● Do this
Transcribe the full article on Carrie Buck and forced sterilization word for word.

● Extract provided
The Dark Legacy of Forced Sterilization: Carrie Buck's Story
The Dark Legacy of Forced Sterilization: Carrie Buck's Story
Blog Article
The tragic legacy of America's eugenics movement.
Key points
- The Buck v. Bell (1927) ruling legalized forced sterilizations under eugenic laws in the U.S.
- Carrie Buck's sterilization was based on flawed judgments of "feeblemindedness" and moral failings.
- Despite being of average intelligence, Carrie Buck and her family were wrongly deemed unfit.
- The Supreme Court's decision in Buck v. Bell has never been overturned, reflecting its lasting impact.
- In an era where reproductive rights are under intense scrutiny, it's worth revisiting a troubling chapter in history: the widespread practice of forced sterilization in the United States.
This controversial practice was institutionalized in the early 20th century and persisted for decades, leaving a dark legacy that still echoes today.

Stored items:
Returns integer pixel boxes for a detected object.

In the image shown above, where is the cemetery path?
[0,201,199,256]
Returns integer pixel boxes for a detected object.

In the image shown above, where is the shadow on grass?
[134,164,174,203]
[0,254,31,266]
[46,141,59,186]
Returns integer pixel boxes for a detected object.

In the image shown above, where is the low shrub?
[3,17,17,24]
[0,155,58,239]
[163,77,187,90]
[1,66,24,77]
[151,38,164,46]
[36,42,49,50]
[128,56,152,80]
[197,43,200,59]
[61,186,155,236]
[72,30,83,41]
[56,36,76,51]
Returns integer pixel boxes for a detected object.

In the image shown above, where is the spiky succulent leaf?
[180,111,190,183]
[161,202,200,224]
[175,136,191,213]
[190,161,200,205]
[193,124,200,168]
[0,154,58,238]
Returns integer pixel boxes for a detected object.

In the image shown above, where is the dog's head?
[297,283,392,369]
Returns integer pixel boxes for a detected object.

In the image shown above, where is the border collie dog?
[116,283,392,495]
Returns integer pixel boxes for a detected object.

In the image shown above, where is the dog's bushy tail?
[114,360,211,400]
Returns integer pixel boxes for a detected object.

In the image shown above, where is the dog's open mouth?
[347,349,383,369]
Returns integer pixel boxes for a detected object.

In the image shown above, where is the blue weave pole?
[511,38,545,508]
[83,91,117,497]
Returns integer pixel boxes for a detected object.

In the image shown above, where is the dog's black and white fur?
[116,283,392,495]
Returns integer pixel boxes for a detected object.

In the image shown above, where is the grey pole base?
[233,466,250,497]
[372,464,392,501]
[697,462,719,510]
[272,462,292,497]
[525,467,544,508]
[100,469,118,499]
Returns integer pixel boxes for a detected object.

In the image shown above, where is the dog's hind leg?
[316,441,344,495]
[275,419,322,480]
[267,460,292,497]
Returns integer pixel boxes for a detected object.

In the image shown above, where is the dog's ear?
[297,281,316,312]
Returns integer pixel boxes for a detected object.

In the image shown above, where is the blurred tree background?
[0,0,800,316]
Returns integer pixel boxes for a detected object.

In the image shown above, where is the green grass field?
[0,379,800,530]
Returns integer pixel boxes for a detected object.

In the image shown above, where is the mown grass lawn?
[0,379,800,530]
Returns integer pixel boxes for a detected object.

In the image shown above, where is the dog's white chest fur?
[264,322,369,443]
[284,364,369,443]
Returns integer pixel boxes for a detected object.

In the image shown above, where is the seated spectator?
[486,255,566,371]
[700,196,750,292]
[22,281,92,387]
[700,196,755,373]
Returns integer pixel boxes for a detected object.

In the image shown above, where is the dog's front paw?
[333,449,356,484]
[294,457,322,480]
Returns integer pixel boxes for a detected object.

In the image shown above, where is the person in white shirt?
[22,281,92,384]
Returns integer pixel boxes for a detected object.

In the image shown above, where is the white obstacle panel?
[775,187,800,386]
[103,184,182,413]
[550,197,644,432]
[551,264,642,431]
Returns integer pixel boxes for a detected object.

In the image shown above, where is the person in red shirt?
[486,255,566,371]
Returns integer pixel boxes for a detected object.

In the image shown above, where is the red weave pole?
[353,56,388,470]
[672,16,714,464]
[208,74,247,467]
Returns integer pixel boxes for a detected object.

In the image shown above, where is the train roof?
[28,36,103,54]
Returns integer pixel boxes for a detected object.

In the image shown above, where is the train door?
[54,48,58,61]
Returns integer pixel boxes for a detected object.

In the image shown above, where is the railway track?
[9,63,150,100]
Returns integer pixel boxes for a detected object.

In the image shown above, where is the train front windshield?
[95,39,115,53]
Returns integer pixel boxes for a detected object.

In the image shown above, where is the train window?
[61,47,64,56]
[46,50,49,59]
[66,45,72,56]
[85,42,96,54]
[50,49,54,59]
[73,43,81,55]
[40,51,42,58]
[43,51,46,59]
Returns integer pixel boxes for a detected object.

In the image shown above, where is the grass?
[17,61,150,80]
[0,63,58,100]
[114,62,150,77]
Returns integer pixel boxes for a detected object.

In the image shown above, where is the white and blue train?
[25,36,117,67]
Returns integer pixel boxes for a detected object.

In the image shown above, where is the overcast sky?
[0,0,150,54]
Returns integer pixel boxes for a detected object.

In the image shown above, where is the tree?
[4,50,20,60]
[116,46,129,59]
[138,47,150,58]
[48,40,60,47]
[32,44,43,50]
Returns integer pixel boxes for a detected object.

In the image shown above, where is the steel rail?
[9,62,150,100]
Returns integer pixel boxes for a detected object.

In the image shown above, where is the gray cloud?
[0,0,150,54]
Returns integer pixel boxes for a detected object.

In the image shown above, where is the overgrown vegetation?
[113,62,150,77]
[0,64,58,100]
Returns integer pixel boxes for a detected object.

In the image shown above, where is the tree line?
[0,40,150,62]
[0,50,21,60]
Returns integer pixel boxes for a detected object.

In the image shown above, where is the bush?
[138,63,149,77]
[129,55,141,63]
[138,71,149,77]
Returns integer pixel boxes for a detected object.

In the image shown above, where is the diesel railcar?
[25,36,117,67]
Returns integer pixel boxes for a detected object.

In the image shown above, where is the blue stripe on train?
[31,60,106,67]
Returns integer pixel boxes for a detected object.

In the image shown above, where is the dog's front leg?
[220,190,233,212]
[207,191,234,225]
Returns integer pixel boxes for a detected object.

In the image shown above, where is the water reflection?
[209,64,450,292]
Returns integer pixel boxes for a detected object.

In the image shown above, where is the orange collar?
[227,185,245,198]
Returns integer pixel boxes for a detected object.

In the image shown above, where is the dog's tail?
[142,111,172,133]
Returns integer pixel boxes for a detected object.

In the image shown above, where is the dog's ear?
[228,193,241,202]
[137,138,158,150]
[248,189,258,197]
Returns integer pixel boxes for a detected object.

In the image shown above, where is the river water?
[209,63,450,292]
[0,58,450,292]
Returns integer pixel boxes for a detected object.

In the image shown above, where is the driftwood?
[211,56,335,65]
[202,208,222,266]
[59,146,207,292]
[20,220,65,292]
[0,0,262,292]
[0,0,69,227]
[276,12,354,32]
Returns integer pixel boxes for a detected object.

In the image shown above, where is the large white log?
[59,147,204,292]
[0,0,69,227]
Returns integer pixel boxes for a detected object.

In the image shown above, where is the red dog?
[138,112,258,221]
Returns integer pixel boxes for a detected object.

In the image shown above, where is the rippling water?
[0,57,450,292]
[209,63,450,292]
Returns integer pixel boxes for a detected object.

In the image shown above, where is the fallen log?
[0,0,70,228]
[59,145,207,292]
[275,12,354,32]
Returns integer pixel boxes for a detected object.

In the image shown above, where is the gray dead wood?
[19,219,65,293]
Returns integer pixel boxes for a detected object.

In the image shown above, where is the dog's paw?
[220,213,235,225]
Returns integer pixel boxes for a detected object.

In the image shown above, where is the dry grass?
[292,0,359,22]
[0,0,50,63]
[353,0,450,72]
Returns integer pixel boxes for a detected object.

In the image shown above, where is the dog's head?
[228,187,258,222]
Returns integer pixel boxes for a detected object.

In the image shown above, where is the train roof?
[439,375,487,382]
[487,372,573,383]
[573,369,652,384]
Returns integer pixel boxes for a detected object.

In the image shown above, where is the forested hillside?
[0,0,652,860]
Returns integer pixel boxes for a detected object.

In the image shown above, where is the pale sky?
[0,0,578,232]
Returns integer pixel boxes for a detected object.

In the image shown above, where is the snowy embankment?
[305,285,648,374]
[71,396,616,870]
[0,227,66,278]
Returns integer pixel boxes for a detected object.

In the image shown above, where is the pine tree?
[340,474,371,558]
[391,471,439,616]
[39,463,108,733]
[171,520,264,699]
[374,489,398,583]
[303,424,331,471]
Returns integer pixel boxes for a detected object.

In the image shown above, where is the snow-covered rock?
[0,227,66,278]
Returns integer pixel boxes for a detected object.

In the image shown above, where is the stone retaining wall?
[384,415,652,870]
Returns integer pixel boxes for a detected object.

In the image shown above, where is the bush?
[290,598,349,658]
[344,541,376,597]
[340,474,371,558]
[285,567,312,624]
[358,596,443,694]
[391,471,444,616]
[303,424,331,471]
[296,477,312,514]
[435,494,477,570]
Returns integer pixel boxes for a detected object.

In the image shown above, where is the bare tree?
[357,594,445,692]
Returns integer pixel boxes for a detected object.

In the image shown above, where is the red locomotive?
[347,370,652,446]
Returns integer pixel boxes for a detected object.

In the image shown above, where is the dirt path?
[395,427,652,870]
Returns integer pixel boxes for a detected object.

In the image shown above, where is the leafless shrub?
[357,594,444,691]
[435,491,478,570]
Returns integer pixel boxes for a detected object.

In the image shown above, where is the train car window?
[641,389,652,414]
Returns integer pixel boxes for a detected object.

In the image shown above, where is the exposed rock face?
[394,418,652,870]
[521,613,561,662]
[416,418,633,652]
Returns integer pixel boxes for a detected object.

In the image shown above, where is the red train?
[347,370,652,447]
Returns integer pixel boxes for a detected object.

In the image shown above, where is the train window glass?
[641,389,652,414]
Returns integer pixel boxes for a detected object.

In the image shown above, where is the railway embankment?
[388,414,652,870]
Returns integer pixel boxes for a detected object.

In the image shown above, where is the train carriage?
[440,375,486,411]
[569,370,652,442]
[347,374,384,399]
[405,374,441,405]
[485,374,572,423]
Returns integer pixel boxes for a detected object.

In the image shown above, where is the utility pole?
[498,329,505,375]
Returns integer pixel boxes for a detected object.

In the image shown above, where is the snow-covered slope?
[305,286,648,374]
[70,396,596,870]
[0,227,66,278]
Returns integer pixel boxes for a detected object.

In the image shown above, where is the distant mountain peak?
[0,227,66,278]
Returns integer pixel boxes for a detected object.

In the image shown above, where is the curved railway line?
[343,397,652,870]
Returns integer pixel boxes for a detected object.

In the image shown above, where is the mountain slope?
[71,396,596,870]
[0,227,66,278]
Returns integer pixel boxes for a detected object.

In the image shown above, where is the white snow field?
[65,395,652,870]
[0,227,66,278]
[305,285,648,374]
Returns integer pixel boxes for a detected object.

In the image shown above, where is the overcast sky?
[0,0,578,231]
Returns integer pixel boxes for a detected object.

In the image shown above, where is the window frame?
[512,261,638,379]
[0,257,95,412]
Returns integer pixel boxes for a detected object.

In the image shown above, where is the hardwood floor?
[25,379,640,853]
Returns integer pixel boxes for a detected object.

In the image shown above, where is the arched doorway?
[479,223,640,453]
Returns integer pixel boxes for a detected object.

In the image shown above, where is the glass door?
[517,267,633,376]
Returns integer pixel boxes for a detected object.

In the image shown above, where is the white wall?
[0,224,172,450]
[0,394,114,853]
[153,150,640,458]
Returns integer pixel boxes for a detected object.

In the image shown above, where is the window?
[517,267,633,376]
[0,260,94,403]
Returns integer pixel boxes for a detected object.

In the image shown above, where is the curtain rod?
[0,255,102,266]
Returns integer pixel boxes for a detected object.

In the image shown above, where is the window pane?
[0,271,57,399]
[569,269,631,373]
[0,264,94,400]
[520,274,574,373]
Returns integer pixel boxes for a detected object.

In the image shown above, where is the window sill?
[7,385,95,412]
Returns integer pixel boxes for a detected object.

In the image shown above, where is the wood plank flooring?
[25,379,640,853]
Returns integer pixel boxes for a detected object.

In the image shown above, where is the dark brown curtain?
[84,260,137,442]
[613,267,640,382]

● Answer to this exercise
The Dark Legacy of Forced Sterilization: Carrie Buck's Story
The Dark Legacy of Forced Sterilization: Carrie Buck's Story
Blog Article
The tragic legacy of America's eugenics movement.
Key points
- The Buck v. Bell (1927) ruling legalized forced sterilizations under eugenic laws in the U.S.
- Carrie Buck's sterilization was based on flawed judgments of "feeblemindedness" and moral failings.
- Despite being of average intelligence, Carrie Buck and her family were wrongly deemed unfit.
- The Supreme Court's decision in Buck v. Bell has never been overturned, reflecting its lasting impact.
- In an era where reproductive rights are under intense scrutiny, it's worth revisiting a troubling chapter in history: the widespread practice of forced sterilization in the United States.
This controversial practice was institutionalized in the early 20th century and persisted for decades, leaving a dark legacy that still echoes today.